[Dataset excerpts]

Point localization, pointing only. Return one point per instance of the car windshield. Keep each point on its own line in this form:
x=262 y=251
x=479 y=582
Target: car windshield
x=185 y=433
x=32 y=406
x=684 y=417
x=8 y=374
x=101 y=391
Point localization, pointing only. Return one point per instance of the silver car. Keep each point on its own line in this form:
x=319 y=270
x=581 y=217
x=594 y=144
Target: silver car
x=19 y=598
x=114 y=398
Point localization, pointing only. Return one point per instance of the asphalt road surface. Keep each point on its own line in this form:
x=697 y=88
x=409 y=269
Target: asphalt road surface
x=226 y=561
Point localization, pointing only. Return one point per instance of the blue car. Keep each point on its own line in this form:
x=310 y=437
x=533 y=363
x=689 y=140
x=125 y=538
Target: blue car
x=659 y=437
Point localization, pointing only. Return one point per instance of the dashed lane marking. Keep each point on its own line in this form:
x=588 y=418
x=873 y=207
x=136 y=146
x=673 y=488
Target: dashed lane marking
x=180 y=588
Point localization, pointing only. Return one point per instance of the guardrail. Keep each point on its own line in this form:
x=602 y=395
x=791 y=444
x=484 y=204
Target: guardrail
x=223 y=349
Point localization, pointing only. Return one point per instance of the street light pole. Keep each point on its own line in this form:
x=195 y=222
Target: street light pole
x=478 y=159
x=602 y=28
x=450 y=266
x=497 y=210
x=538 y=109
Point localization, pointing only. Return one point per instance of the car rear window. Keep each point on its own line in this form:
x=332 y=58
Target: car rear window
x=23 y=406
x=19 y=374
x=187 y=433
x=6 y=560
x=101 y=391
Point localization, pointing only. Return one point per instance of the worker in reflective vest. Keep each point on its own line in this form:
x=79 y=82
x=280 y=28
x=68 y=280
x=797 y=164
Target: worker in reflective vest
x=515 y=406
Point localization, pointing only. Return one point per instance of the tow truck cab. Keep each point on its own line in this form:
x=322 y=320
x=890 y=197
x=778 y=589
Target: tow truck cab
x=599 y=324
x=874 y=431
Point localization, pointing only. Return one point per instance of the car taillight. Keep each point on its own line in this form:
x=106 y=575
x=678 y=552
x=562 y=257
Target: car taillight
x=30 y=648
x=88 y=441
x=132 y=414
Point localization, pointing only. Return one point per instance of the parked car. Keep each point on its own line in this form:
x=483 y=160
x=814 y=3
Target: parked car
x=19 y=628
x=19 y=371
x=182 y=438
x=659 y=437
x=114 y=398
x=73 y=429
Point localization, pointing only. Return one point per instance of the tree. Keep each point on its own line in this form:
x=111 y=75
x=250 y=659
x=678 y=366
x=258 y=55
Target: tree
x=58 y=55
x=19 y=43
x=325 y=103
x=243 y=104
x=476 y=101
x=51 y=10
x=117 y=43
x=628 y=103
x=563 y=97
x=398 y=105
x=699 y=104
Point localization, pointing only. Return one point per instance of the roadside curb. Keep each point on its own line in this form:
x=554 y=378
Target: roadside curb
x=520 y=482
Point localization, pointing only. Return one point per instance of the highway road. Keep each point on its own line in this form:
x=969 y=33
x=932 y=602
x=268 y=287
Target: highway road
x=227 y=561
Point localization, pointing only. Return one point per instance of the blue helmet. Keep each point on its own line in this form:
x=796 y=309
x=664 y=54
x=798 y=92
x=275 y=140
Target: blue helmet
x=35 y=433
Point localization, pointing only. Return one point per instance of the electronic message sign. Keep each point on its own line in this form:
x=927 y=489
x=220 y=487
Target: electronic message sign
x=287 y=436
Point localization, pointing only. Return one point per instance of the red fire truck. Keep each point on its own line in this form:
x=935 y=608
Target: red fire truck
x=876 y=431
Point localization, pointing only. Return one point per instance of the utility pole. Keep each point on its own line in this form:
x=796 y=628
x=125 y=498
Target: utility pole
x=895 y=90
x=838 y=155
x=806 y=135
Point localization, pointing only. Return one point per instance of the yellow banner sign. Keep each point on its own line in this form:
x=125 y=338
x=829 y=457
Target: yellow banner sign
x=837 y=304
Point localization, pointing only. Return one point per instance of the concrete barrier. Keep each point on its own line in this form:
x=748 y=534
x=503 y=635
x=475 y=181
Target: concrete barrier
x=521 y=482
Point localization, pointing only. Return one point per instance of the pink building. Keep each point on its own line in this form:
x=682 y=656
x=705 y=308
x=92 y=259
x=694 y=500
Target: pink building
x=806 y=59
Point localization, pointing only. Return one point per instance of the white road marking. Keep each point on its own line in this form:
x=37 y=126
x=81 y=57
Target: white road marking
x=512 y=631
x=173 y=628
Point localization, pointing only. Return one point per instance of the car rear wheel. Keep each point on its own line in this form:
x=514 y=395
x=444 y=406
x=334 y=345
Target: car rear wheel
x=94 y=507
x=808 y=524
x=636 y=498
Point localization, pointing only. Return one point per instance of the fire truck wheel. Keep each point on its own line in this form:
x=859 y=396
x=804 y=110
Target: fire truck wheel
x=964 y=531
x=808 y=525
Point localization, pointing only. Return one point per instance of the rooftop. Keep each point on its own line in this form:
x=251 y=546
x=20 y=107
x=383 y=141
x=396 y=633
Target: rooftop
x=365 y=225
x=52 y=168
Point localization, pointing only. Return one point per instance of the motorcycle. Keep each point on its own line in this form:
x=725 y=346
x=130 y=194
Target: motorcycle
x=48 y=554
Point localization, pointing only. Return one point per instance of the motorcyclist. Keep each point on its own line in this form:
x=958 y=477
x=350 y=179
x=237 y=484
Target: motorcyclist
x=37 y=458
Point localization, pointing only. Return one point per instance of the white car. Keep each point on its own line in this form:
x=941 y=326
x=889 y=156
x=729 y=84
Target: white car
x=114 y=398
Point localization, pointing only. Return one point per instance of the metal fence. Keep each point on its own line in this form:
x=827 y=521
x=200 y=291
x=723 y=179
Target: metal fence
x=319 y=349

> [Task goal] Your answer must be the data above, copied exactly from its first line through the line containing "x=588 y=418", and nothing more.

> [Final answer]
Point localization, pointing only. Return one point per instance of the car windshield. Keep each point on its own line in this form:
x=262 y=251
x=479 y=582
Target: car windshield
x=185 y=433
x=32 y=406
x=684 y=417
x=8 y=374
x=101 y=391
Point localization, pointing only. Return one point per instance of the silver car. Keep each point on its own line in this form:
x=319 y=270
x=581 y=217
x=594 y=144
Target: silver car
x=19 y=598
x=114 y=398
Point localization, pointing only. Return one point per instance of the asphalt road surface. Keep each point on its own line in this form:
x=697 y=88
x=409 y=269
Target: asphalt road surface
x=226 y=561
Point localization, pointing only. Return one point per instance of the blue car. Keep each point on its own line in this form:
x=310 y=437
x=533 y=363
x=689 y=140
x=125 y=538
Target: blue car
x=659 y=437
Point localization, pointing only. Return one point per instance of the dashed lane marking. Keep each point on its own line in this form:
x=588 y=418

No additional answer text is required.